#### Excerpt provided
════════════════════
Frederick Toke teaches that counselors should facilitate solutions, rather than focus on problems.
CN PHOTO: Koh Meng Kwang |
“Which of these four shapes would you choose? A square, a triangle, a circle or the letter ‘Z’?” After waiting for an answer, Frederick Toke, a psychologist by training, explained, “Those who chose the square are intelligent people, while those who chose the triangle are analytical. Those who choose the letter ‘Z’ are creative. As for those who choose the circle, you have a problem, a big problem. You are obsessive! You will need to take a walk down the street to visit my clinic. If you are not careful, being impatient will make you an ‘in-patient’.” The audience roared with laughter.
With that test, Toke, a man passionate about helping and training others, started the laughter-filled Effective Counseling elective workshop at the CGI-Asia Conference 2010. Not one 5-minute block went past that wasn’t met with laughter from the audience.
Toke explained that it is the duty of the counselor to “comfort” the client, and “com” means to “come along side,” while “fort” means to “give strength to the person.” He stressed that just as Psalmist David wrote in Psalm 23 that “even though I walk through the valley of death, I will fear no evil for You are WITH me,” it was the duty of the counselor to give strength to the client, to help the client understand the situation, and not to remove “the mountains” on the client’s behalf.
Using the statistics from W.H.O., Toke explained that with the increase in workload and computer usage, the need to multi-task, coupled with the growing coffee culture, one in six people suffer from insomnia. Furthermore, one person attempts suicide in every three seconds with one succeeding every 40 seconds.
With increased emotional trauma, Toke mentioned that it is important for counselors to learn to facilitate solutions and not focus on their problems. He stressed that the moment counselors suggest solutions, they are taking on the responsibility of the clients and not empowering them to take up their responsibilities themselves.
════════════════════
#### Task 1
According to the article on the counseling workshop, why should counselors avoid suggesting solutions to their clients?
#### Task 2
Continue the article on Frederick Toke's counseling workshop from its last sentence.

#### Provided data
════════════════════
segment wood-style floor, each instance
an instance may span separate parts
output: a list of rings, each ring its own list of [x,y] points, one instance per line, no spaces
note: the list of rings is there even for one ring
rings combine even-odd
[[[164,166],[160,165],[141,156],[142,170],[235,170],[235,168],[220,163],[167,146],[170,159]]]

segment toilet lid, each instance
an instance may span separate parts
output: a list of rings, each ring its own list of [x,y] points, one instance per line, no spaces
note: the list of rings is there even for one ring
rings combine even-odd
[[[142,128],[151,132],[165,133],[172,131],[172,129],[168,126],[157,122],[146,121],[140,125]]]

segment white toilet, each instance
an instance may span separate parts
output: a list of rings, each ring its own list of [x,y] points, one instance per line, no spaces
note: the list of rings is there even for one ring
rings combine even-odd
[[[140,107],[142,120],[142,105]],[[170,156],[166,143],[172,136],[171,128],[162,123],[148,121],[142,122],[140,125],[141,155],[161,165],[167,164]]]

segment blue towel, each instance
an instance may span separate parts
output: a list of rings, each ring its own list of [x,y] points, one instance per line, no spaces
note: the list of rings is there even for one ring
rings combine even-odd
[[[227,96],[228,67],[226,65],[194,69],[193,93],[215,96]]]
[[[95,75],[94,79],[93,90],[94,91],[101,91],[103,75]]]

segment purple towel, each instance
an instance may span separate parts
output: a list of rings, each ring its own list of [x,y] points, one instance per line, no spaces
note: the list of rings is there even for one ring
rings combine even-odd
════════════════════
#### Exercise response 1
Toke said that once counselors suggest solutions, they take on the clients' responsibility. This fails to empower the clients to take up that responsibility themselves.

#### Exercise response 2
He then encouraged the counselors to focus on the storyteller instead of the stories, and help the client function in the midst of crisis. He explained that all problems are universal, but what make the problems unique are the people going through them. As such, it is important to help the person and empower him to overcome the problem rather than remove the crisis. He also told the audience that as counselors, it is their duty to tell the client the truth as “the truth will set us free,” to remove the toxic emotions that cause dysfunction.
Next, Toke explained the three phases a person will go through. Phase 1 is the discovery phase, when a self-centered child rubs up against the world. In Phase 2, the preparation phase occurs when the child goes through crisis. After overcoming each crisis, promotion then comes and there will be a transformation from “I” to “We.” The child will then realize that he must learn to function collectively. If the child overcomes the crisis well, he gains wisdom and confidence. There will be maturity in his relationships and a development in his leadership skills. When he moves on to Phase 3, he will start to give back to the society. However, if the child does not learn well during the crisis, it will lead to bitterness and his confidence will be crushed, following which, he will give up.
“It was very interesting and his tips are very practical,” said Jennifer Chan, a 45-year old Malaysian customer service officer from New Life Church, Taiwan. “I now know how to counsel my children, as well as how to relate to my husband and the people around me.”